### WHAT THIS TASK INVOLVES
Emit only the lines from the line containing "In the photo above, where can the dandelion seed head" through the last line of the entries, unchanged.

### DATA SUPPLIED
▬▬▬▬▬▬▬▬▬▬

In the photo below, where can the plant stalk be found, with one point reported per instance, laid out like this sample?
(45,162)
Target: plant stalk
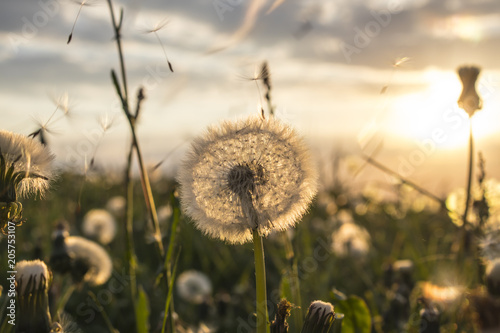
(260,277)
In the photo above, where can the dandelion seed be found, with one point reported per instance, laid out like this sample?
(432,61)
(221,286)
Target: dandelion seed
(82,4)
(32,284)
(194,286)
(351,240)
(158,26)
(469,99)
(246,175)
(99,224)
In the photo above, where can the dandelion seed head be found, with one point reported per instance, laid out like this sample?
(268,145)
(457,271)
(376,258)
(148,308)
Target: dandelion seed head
(194,286)
(91,260)
(99,224)
(254,165)
(351,240)
(32,274)
(30,160)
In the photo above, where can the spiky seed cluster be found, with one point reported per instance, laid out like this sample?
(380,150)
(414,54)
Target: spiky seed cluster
(90,262)
(194,286)
(99,224)
(32,275)
(319,317)
(25,166)
(245,175)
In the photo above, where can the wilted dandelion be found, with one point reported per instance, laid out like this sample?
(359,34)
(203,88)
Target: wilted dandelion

▬▬▬▬▬▬▬▬▬▬

### OUTPUT OF THE TASK
In the photo above, where can the dandelion seed head be found, with one point reported per instance, laid out like this sample?
(268,145)
(457,271)
(376,258)
(148,308)
Target: dandelion seed head
(194,286)
(91,260)
(99,224)
(254,165)
(351,240)
(32,274)
(30,160)
In the photo above, where can the spiky seed cluster be found, with one point reported per instance, laid out like this sample?
(380,150)
(414,54)
Target: spiky seed cluster
(90,262)
(194,286)
(99,224)
(32,275)
(319,317)
(25,166)
(245,175)
In the photo above, where can the wilted dandelion be found, with one point reported per instance, laid out like this sample?
(359,34)
(203,88)
Target: wilted dandelion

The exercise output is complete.